## How to complete this task:
When you come to a picture, pass over it, and set down the entries below exactly.

(Extracted records)
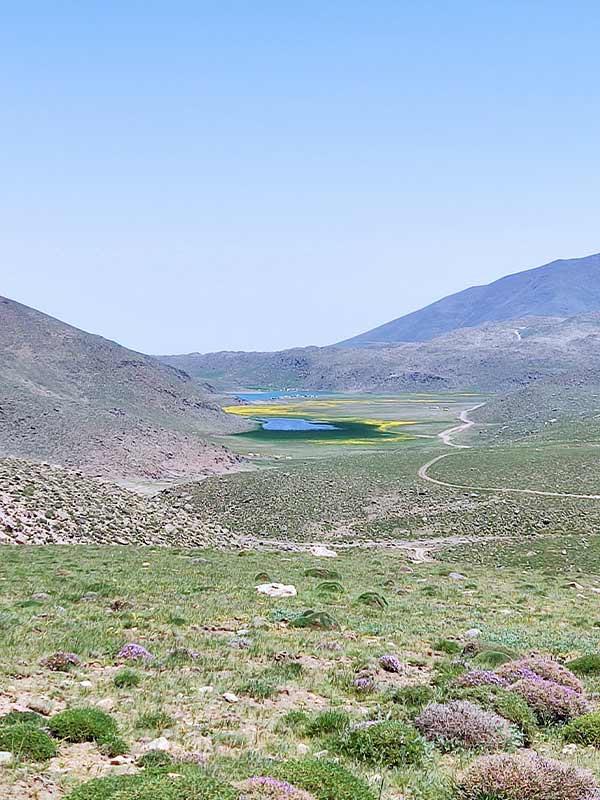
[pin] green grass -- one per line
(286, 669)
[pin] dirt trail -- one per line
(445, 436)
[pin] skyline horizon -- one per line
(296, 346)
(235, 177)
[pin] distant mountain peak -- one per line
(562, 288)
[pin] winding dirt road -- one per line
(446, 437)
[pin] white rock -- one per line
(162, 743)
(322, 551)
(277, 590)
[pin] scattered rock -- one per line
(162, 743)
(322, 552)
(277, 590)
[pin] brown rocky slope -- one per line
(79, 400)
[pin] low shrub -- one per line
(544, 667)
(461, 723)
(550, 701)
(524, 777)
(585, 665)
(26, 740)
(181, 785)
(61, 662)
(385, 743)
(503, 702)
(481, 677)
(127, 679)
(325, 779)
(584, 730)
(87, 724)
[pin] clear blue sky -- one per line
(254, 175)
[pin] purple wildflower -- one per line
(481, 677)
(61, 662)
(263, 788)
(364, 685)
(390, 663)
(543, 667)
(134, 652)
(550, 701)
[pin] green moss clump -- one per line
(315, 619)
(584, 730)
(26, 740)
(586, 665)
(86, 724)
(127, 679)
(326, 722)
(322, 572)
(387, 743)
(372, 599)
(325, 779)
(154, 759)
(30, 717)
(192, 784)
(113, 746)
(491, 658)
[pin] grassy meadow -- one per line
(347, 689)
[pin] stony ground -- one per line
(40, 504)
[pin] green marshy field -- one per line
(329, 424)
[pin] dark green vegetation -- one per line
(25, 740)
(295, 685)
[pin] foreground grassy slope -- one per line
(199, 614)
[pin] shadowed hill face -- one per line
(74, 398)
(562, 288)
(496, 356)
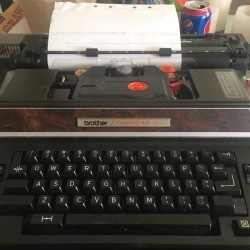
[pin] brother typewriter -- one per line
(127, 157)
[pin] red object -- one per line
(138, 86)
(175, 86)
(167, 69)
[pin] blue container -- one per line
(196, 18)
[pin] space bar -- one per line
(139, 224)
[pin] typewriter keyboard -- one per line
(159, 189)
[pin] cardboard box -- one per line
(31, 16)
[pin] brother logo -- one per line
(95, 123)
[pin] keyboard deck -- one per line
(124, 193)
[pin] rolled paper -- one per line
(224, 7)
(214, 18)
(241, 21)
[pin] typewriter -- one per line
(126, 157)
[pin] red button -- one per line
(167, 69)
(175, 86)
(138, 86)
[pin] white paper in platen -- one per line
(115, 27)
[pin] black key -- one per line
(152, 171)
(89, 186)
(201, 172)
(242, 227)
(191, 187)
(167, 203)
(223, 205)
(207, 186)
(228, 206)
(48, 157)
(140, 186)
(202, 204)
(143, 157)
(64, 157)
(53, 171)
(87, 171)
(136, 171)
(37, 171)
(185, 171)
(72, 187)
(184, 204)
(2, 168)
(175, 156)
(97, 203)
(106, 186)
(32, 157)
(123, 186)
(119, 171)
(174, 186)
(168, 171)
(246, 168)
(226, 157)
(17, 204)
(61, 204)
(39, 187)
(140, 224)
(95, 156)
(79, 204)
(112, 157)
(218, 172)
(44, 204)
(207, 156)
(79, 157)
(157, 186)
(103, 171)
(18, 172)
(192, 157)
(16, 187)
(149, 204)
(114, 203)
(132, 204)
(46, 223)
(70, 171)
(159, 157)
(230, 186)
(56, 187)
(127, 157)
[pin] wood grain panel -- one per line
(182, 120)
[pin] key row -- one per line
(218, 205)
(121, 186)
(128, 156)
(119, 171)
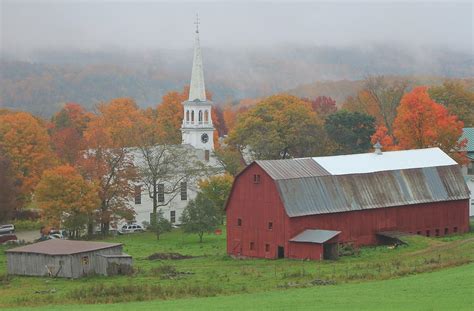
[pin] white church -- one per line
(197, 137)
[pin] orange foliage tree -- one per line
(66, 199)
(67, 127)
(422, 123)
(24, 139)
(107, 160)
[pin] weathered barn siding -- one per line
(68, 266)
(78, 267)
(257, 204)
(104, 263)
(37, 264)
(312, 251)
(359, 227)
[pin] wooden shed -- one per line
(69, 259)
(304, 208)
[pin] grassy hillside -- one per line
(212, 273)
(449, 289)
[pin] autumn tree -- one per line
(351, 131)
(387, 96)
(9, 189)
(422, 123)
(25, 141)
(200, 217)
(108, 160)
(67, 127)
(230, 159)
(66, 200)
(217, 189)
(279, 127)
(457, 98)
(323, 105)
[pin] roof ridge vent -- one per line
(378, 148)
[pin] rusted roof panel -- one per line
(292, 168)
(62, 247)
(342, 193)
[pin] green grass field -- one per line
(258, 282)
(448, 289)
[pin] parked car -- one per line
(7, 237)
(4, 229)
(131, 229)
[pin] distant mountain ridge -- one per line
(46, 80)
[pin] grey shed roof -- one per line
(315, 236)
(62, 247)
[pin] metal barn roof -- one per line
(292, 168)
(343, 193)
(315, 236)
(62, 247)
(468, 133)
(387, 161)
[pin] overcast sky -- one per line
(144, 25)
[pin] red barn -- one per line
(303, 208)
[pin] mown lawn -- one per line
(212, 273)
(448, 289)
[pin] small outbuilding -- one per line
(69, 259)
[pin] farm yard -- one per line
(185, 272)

## Problem solution:
[pin] green grass -- one per line
(286, 669)
[pin] dirt trail -- one per line
(445, 436)
[pin] skyline horizon -- one per line
(296, 346)
(235, 177)
[pin] distant mountain peak -- one per line
(562, 288)
[pin] winding dirt road -- one per line
(446, 437)
[pin] white rock -- one per line
(162, 743)
(322, 551)
(277, 590)
[pin] scattered rock -- one per line
(162, 743)
(322, 552)
(277, 590)
[pin] brown rocky slope -- one per line
(79, 400)
[pin] low shrub -- one per line
(544, 667)
(461, 723)
(550, 701)
(524, 777)
(585, 665)
(26, 740)
(181, 785)
(61, 662)
(385, 743)
(503, 702)
(481, 677)
(127, 679)
(325, 779)
(584, 730)
(87, 724)
[pin] clear blue sky -- one per line
(254, 175)
[pin] purple wildflower -- one per line
(481, 677)
(61, 662)
(263, 788)
(364, 685)
(390, 663)
(543, 667)
(134, 652)
(550, 701)
[pin] green moss clump -- one per line
(315, 619)
(584, 730)
(26, 740)
(586, 665)
(86, 724)
(127, 679)
(326, 722)
(322, 572)
(387, 743)
(372, 599)
(325, 779)
(154, 759)
(30, 717)
(192, 784)
(113, 746)
(491, 658)
[pin] grassy meadow -- one per line
(347, 689)
[pin] stony ground -- one per line
(40, 504)
[pin] green marshy field -- one per line
(329, 424)
[pin] dark green vegetation -- one per line
(25, 740)
(295, 685)
[pin] foreground grassy slope -- one per line
(199, 614)
[pin] shadowed hill face -- one per line
(74, 398)
(562, 288)
(496, 356)
[pin] brother typewriter -- one per line
(127, 157)
[pin] red object -- one per line
(138, 86)
(175, 86)
(167, 69)
[pin] blue container -- one per line
(196, 18)
[pin] space bar -- one per line
(139, 224)
[pin] typewriter keyboard -- one per line
(159, 189)
[pin] cardboard box -- one per line
(31, 16)
[pin] brother logo -- one per line
(95, 123)
[pin] keyboard deck -- one per line
(124, 193)
[pin] rolled paper -- one per line
(224, 7)
(214, 18)
(241, 21)
[pin] typewriter -- one per line
(126, 157)
[pin] red button -- one per line
(167, 69)
(175, 86)
(138, 86)
[pin] white paper in platen -- one per line
(115, 27)
[pin] black key -- one per line
(152, 171)
(89, 186)
(201, 172)
(242, 227)
(191, 187)
(167, 203)
(223, 205)
(207, 186)
(228, 206)
(48, 157)
(140, 186)
(202, 204)
(143, 157)
(64, 157)
(53, 171)
(87, 171)
(136, 171)
(37, 171)
(185, 171)
(72, 187)
(184, 204)
(2, 168)
(175, 156)
(97, 203)
(106, 186)
(32, 157)
(123, 186)
(119, 171)
(174, 186)
(168, 171)
(246, 168)
(226, 157)
(17, 204)
(61, 204)
(39, 187)
(140, 224)
(95, 156)
(79, 204)
(112, 157)
(218, 172)
(44, 204)
(207, 156)
(79, 157)
(157, 186)
(103, 171)
(18, 172)
(192, 157)
(16, 187)
(149, 204)
(114, 203)
(132, 204)
(46, 223)
(70, 171)
(159, 157)
(230, 186)
(56, 187)
(127, 157)
[pin] wood grain panel -- one per line
(182, 120)
[pin] key row -- one per line
(218, 205)
(121, 186)
(128, 156)
(119, 171)
[pin] white church -- one per line
(197, 137)
[pin] orange foliage tree -- one per line
(66, 199)
(67, 127)
(422, 123)
(24, 139)
(107, 160)
[pin] weathered barn siding -- one per line
(68, 266)
(78, 267)
(257, 204)
(104, 263)
(37, 264)
(312, 251)
(359, 227)
[pin] wooden shed -- one per line
(69, 259)
(304, 208)
[pin] grassy hillside -- one per line
(212, 273)
(449, 289)
[pin] autumn tree -- one per line
(351, 131)
(387, 96)
(9, 189)
(422, 123)
(25, 141)
(200, 217)
(108, 160)
(67, 127)
(230, 159)
(66, 200)
(217, 189)
(279, 127)
(457, 98)
(323, 105)
[pin] roof ridge vent -- one per line
(378, 148)
[pin] rusted roof panel -- one per line
(292, 168)
(62, 247)
(342, 193)
[pin] green grass field -- one per line
(258, 282)
(448, 289)
[pin] parked car -- one per line
(7, 237)
(4, 229)
(131, 229)
[pin] distant mountain ridge -- one per line
(46, 80)
[pin] grey shed roof -- one per line
(315, 236)
(62, 247)
[pin] metal barn roof -- one per line
(292, 168)
(343, 193)
(315, 236)
(62, 247)
(468, 133)
(387, 161)
[pin] overcast sky -- one per line
(144, 25)
[pin] red barn -- one per line
(303, 208)
[pin] mown lawn -- one per line
(212, 273)
(448, 289)
[pin] small outbuilding -- one per line
(69, 259)
[pin] farm yard -- one per line
(185, 272)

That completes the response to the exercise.